[Input]

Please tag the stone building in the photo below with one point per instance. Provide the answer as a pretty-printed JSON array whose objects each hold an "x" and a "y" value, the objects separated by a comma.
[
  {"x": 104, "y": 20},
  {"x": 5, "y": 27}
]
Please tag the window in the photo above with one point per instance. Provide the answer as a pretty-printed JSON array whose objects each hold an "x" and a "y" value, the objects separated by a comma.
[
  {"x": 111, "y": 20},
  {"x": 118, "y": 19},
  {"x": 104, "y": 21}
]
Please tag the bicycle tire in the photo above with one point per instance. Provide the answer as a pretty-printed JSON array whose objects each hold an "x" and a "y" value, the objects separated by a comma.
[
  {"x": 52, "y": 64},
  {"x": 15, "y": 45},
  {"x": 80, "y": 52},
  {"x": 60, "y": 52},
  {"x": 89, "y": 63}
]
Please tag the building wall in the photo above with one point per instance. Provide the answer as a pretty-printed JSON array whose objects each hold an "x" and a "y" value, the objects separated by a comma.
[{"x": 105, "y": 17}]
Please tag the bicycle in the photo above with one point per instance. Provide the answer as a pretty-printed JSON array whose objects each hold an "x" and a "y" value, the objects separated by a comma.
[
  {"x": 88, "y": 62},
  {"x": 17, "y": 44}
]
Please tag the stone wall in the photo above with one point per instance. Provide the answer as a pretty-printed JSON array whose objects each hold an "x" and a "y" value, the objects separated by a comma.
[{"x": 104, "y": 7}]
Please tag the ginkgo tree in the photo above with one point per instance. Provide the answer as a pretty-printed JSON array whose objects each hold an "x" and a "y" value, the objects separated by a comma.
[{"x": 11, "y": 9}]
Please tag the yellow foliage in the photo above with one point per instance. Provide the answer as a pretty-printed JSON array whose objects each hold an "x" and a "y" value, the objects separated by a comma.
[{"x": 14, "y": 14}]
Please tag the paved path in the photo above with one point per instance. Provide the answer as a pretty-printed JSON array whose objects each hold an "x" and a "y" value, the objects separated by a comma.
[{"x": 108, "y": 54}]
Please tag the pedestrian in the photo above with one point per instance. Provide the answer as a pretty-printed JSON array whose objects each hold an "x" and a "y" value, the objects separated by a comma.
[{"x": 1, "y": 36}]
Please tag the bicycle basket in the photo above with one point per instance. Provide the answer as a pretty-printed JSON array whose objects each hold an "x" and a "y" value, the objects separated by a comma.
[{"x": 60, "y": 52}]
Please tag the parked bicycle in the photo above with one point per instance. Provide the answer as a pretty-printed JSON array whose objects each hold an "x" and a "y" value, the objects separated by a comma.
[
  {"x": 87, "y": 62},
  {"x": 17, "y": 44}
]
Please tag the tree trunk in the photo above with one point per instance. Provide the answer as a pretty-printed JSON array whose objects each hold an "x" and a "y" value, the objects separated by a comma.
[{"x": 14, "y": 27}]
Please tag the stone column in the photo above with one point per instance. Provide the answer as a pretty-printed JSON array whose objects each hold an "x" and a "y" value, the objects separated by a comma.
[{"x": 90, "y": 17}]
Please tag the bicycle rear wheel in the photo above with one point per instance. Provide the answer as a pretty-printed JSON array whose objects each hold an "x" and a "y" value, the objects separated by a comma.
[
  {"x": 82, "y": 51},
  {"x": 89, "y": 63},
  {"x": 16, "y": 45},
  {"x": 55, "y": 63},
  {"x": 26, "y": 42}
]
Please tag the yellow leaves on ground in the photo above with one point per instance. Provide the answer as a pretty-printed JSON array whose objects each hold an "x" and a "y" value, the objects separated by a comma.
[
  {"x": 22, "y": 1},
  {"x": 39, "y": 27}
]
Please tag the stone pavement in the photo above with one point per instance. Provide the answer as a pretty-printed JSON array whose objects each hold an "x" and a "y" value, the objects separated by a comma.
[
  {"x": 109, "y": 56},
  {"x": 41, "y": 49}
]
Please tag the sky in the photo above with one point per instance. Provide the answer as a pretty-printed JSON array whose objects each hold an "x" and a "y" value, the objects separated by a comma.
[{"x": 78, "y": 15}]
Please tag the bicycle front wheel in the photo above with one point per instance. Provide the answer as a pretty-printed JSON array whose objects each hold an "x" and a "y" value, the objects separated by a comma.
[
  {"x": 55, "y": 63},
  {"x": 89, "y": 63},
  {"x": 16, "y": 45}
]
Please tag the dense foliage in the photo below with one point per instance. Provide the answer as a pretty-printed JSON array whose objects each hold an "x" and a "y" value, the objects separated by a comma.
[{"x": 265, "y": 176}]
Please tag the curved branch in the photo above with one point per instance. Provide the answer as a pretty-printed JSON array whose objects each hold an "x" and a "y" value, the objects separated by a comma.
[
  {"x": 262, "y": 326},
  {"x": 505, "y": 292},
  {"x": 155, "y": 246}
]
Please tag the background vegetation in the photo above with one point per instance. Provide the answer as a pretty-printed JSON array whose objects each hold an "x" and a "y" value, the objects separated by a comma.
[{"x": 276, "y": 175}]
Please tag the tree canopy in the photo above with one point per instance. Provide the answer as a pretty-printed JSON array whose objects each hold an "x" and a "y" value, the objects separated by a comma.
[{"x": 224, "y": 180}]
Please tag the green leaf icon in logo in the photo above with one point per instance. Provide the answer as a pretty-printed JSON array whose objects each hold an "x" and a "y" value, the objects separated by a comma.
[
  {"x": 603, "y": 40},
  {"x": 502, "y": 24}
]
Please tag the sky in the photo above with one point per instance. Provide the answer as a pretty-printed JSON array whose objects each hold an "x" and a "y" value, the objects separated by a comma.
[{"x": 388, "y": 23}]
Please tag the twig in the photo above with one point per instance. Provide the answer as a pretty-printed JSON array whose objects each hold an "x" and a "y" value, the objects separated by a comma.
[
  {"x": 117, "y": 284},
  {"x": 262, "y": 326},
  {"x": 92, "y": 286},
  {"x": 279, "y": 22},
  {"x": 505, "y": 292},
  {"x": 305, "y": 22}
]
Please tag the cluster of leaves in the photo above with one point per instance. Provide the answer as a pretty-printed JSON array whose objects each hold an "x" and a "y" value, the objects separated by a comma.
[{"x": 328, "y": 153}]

[/Input]

- Try it
Write the whole of the material out again, exactly.

- Result of this exercise
Please tag the stone building in the photo below with one point per instance. Provide the answer as a pretty-printed JSON array whose objects each hold an "x" and a "y" value, the objects separated by a comma.
[
  {"x": 104, "y": 20},
  {"x": 5, "y": 27}
]
Please tag the window in the photo above with one point per instance. Provide the answer as a pretty-printed JSON array whose objects each hold an "x" and a "y" value, the objects separated by a comma.
[
  {"x": 111, "y": 20},
  {"x": 118, "y": 19},
  {"x": 104, "y": 21}
]
Please tag the bicycle tire in the photo above with one point per instance. Provide the answer as a pretty-printed JSON array whose objects each hold an "x" and a "y" value, the objects separated by a comma.
[
  {"x": 52, "y": 64},
  {"x": 15, "y": 45},
  {"x": 80, "y": 52},
  {"x": 60, "y": 52},
  {"x": 89, "y": 63}
]
Please tag the building wall in the photo above with one point per instance. Provide the answer as a pretty-printed JSON array whose objects each hold an "x" and a "y" value, the objects separated by a comma.
[{"x": 105, "y": 17}]
Please tag the bicycle in the photo above with one point per instance. Provide the answer as a pretty-printed JSON array whose objects each hold an "x" and a "y" value, the objects separated by a comma.
[
  {"x": 88, "y": 62},
  {"x": 17, "y": 44}
]
Please tag the stone wall in the photo above with one point per instance. Provide the answer as a pretty-printed JSON array whose objects each hold an "x" and a "y" value, the objects separated by a comma.
[{"x": 104, "y": 7}]
Please tag the ginkgo tree in the photo above with one point per instance. Provide the answer as a pretty-printed JSON array whose objects each hold an "x" and a "y" value, the objects separated by a comma.
[{"x": 11, "y": 9}]
Please tag the yellow foliage in the photo above with one point per instance. Provide the answer as a pretty-printed JSON array whose objects each hold an "x" and a "y" value, the objects separated by a comma.
[{"x": 14, "y": 14}]
Please tag the paved path in the photo above with one point per instance. Provide the answer as a pretty-printed JSON array whose objects each hold an "x" and a "y" value, the objects separated by a comma.
[{"x": 108, "y": 54}]
Please tag the pedestrian in the photo above with one point per instance. Provide the answer as a pretty-printed JSON array whose objects each hold an "x" and a "y" value, the objects separated by a comma.
[{"x": 1, "y": 36}]
Please tag the bicycle basket in the photo above with one point per instance. Provide the answer as a pretty-printed JSON array whose objects each hold an "x" and a "y" value, the objects separated by a comma.
[{"x": 60, "y": 52}]
Please tag the parked bicycle in the photo above with one point per instance. Provide the answer as a pretty-printed JSON array whose objects each hold an "x" and a "y" value, the objects separated by a comma.
[
  {"x": 87, "y": 62},
  {"x": 17, "y": 44}
]
Please tag the tree trunk in the photo above with one point per instance. Provide the answer as a pretty-printed JSON array whose objects each hold an "x" and a "y" value, the objects separated by a comma.
[{"x": 14, "y": 27}]
Please tag the stone column in the photo above with one point per instance. Provide the answer as a pretty-printed JSON array whose objects each hold an "x" and a "y" value, the objects separated by a comma.
[{"x": 90, "y": 17}]
Please tag the bicycle rear wheel in the photo above with one point per instance. Provide the answer as a pretty-printed JSON array whose objects each hold an "x" and a "y" value, the objects separated by a comma.
[
  {"x": 82, "y": 51},
  {"x": 89, "y": 63},
  {"x": 16, "y": 45},
  {"x": 55, "y": 63},
  {"x": 26, "y": 42}
]
Please tag the yellow leaves on ground in the photo above with one point per instance. Provide the answer as a pretty-printed JSON array whose objects each hold an "x" and a "y" value, the objects separated by a comma.
[
  {"x": 22, "y": 1},
  {"x": 39, "y": 27}
]
Please tag the stone pavement in the photo above with one point per instance. Provide the answer as a pretty-printed JSON array whose objects each hold an "x" and a "y" value, the objects separated by a comma.
[
  {"x": 109, "y": 56},
  {"x": 41, "y": 49}
]
Please tag the sky in the photo above with one point per instance. Provide the answer as a pretty-printed JSON array whose objects each hold an "x" and a "y" value, the objects separated by a comma.
[{"x": 78, "y": 15}]
Please tag the bicycle front wheel in the photo above with one point per instance. Provide the answer as a pretty-printed JSON array whose objects each hold an "x" and a "y" value, the objects separated by a comma.
[
  {"x": 55, "y": 63},
  {"x": 89, "y": 63},
  {"x": 16, "y": 45}
]
Please tag the dense foliage in the photo below with one point per instance. Provide the answer as a pretty-printed JSON array whose objects each hold an "x" and a "y" value, the objects separated by a comma.
[{"x": 265, "y": 176}]
Please tag the curved branch in the photo above with one point per instance. Provide the answer as a pretty-printed JSON array whose objects each hold an "x" and a "y" value, the objects separated by a comma.
[
  {"x": 262, "y": 326},
  {"x": 505, "y": 292},
  {"x": 155, "y": 246}
]
Please tag the background vegetation in the photo above with one point per instance. Provide the answer as a pretty-printed JSON array whose objects each hold an "x" and a "y" value, the objects separated by a comma.
[{"x": 276, "y": 175}]
Please tag the tree canopy in the photo above with one point per instance. Provide the answer as a pretty-printed JSON array whose objects each hold an "x" and a "y" value, the objects separated by a comma.
[{"x": 224, "y": 180}]
Please tag the green leaf icon in logo in the photo above with one point per instance. Provide the answer as a pretty-printed JSON array whose objects each hold an "x" and a "y" value, the objects separated by a comma.
[
  {"x": 603, "y": 40},
  {"x": 502, "y": 24}
]
Please tag the sky in the photo above with one point per instance. Provide the answer as a pretty-printed JSON array whose objects each hold an "x" and a "y" value, the objects separated by a comma.
[{"x": 388, "y": 23}]
Please tag the twig in the photo above with one point per instance. Provide the answer as a pretty-printed JSON array whose objects each hold an "x" and a "y" value, the objects separated by a comma.
[
  {"x": 117, "y": 284},
  {"x": 262, "y": 326},
  {"x": 92, "y": 286},
  {"x": 279, "y": 22},
  {"x": 505, "y": 292},
  {"x": 305, "y": 22}
]
Please tag the cluster of leaves in the photo above with one point per instance. Provide the answer as a pretty-printed JSON array whose objects each hold an "x" and a "y" value, the objects separated by a comma.
[{"x": 328, "y": 153}]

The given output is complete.